** VORLIEGENDER TEXT **
————————
# [JOGL] 2 Renderfelder



## Memphis (29. Dez 2007)

Hallo

Mein Problem ist ich bastel gerade ein bissel an meinem Karteneditor rum. Jetzt bin ich auf folgendes Problem gestoßen: ich habe in der Mitte ein JPanel das mit Hilfe von JOGL meine Karte anzeigt. Soweit so gut. Nun habe ich noch eine kleine Auswahl auf der linken Seite, dort kann man halt Objekte, Bodenfläche etc. auswählen die auf die Karte gepackt werden können.

Nun stellt sich mir die Frage ob es möglich ist auf die selben Texturen zuzugreifen die ich auf meinem Mittelpanel geladen hab um sie nicht noch einmal laden zu müssen, das ich diese dann da wieder zum Zeichnen benutzen kann.

Kennt jemand irgendwo nen Link wo sowas beschrieben ist? 

MFG Memphis


----------



## Guest (29. Dez 2007)

hi,

jede Textur hat ja eine ID. Hast du schon probiert, die ID's zwischen den Renderfeldern auszutauschen? Ich nehme an, die ID's sind eindeutig für beide Renderfelder.


----------



## Memphis (29. Dez 2007)

Mein Problem ist ein 2. Renderfeld zu erzeugen, dass darauf zugreifen kann.


----------



## Gast (31. Dez 2007)

Bietet JOGL keine shared Contexte an?


----------



## Memphis (31. Dez 2007)

sicherlich, aber ich weis net wie :/


----------



## Evil-Devil (1. Jan 2008)

Ok, keine Minute mit Google und den API Docs von JOGL. -_-



			
				JOGL API DOCS hat gesagt.:
			
		

> GLCanvas(GLCapabilities capabilities, GLCapabilitiesChooser chooser, GLContext shareWith, GraphicsDevice device)
> Creates a new GLCanvas component.


Die API Docs sollte man sich schon downloaden!


----------
————————
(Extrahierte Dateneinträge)
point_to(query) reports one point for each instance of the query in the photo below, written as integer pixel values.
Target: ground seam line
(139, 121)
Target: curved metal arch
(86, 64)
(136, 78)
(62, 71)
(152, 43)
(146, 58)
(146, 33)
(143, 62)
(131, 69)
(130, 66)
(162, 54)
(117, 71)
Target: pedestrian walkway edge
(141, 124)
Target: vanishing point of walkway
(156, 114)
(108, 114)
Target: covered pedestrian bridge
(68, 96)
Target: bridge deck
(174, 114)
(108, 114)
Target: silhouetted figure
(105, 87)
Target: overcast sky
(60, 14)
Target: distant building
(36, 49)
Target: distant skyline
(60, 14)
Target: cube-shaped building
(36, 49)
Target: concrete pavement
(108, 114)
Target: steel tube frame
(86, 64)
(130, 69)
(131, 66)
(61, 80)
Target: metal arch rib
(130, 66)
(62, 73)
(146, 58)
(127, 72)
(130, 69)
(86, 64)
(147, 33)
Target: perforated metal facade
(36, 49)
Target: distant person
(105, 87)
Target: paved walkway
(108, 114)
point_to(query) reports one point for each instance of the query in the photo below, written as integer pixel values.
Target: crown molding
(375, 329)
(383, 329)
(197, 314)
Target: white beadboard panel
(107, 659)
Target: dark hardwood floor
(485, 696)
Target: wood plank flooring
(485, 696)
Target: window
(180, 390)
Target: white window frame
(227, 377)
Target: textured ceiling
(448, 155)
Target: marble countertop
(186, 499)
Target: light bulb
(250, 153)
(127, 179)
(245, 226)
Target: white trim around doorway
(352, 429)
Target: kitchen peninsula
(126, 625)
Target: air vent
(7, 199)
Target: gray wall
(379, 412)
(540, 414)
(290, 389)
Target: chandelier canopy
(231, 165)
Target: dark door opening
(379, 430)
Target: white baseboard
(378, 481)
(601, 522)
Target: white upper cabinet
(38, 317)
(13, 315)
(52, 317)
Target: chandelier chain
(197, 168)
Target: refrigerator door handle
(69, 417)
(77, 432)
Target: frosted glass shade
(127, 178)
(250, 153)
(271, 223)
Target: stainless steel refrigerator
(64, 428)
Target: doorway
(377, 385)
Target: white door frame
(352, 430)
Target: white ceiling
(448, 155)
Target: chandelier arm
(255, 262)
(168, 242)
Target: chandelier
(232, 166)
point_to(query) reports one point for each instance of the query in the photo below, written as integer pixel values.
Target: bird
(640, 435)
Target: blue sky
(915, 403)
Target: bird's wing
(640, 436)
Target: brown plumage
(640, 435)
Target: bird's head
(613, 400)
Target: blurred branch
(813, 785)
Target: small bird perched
————————
** ZIEL DER AUFGABE **
Was sollte man sich laut dem Text über JOGL-Renderfelder herunterladen? Verwenden Sie ausschließlich den Text.

** ANTWORT **
Die API Docs.